**To do**. How many lines in this data contain the string "green"? Reply with the number only.

**Source information**.
★ ★ ★
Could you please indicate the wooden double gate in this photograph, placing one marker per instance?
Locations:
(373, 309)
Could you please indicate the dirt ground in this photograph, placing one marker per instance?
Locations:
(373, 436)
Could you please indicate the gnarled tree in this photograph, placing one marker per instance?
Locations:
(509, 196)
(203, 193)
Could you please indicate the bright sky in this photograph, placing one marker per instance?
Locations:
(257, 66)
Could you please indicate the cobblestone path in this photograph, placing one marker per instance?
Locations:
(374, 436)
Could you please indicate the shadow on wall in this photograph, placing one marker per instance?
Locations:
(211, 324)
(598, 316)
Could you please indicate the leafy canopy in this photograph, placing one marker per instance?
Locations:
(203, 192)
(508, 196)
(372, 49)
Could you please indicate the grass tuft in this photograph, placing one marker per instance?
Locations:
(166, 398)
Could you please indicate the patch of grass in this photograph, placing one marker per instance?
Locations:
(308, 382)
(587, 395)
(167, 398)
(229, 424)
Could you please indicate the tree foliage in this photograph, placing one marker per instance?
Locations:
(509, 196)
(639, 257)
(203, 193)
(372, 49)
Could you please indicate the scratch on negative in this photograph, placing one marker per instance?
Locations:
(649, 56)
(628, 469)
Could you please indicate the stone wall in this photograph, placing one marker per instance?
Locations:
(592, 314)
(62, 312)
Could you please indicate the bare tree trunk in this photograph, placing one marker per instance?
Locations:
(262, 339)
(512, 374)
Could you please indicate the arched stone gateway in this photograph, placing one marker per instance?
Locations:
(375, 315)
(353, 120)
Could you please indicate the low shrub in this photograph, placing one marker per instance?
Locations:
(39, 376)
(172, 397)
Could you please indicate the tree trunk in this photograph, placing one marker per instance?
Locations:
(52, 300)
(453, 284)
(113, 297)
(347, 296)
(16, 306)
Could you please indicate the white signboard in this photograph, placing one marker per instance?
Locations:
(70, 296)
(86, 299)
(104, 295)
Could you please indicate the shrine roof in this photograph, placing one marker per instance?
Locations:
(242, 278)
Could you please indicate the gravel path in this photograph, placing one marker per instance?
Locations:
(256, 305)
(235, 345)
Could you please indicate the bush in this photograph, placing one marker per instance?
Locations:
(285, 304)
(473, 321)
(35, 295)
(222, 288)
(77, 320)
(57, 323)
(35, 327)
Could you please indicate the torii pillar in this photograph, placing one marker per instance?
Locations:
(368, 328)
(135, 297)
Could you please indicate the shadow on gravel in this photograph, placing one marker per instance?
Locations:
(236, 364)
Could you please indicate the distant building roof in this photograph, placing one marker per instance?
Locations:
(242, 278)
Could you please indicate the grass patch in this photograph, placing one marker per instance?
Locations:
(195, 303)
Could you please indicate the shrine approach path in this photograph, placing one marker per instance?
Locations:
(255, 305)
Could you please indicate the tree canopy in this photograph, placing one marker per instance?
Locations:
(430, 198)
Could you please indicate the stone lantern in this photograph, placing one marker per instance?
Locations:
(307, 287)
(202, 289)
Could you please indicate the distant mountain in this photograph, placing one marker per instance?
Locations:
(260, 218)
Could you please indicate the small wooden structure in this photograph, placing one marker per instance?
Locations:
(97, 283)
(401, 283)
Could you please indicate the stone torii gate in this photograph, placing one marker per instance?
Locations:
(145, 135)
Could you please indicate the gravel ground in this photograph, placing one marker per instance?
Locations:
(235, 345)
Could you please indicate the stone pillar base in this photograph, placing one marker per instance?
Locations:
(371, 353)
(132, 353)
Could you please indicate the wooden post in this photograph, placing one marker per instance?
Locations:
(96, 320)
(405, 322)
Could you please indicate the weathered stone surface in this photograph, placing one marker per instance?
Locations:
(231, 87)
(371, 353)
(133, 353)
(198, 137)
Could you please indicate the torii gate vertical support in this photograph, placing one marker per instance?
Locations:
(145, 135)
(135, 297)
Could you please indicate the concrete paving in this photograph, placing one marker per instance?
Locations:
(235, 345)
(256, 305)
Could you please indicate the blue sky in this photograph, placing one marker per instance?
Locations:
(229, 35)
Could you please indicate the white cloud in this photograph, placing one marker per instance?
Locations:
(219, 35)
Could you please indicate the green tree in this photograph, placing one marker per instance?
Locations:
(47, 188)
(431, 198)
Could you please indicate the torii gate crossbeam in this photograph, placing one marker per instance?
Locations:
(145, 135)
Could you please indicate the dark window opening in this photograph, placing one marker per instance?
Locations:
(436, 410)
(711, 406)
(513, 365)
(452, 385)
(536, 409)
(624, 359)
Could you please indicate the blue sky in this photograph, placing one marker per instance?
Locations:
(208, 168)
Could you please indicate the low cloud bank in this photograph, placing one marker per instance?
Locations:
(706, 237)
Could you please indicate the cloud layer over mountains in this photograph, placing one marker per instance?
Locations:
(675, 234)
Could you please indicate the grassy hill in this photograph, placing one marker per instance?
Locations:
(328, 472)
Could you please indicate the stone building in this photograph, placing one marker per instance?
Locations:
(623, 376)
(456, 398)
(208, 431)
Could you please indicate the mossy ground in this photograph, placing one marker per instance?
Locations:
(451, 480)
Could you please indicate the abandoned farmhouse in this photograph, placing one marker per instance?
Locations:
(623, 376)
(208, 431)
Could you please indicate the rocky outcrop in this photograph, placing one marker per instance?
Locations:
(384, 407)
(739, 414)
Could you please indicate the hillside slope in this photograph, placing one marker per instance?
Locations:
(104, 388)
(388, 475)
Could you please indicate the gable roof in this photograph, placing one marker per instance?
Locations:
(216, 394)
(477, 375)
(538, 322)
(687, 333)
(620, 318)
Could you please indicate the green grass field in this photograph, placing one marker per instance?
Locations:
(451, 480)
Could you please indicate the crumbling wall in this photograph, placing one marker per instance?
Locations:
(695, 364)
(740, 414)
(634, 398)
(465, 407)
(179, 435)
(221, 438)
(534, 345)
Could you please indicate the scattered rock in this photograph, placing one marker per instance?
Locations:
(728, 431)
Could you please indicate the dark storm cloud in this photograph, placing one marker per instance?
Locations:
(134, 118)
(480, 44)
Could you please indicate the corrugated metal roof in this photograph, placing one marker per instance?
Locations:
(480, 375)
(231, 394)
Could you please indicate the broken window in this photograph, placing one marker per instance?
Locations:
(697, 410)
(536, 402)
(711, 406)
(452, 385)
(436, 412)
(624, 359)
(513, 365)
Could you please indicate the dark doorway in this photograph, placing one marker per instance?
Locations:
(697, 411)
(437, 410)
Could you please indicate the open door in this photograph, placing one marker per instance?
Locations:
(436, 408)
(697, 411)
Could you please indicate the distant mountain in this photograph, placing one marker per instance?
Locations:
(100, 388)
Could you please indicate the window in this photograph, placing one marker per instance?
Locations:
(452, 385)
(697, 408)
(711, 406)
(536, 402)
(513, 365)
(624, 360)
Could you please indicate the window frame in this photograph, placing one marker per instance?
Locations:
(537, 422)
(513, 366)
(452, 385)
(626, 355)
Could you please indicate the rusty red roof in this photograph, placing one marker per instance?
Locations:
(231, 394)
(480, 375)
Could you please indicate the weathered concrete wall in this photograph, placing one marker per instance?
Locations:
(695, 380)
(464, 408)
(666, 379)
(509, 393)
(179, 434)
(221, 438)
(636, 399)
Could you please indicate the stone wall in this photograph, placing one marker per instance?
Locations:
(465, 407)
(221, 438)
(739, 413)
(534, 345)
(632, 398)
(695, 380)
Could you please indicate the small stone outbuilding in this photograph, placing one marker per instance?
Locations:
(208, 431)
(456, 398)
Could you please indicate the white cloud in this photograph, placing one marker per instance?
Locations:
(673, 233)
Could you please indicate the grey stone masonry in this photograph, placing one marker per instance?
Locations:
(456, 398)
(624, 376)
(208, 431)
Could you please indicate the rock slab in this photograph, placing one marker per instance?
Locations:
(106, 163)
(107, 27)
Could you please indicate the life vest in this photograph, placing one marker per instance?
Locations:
★ ★ ★
**Task response**. 2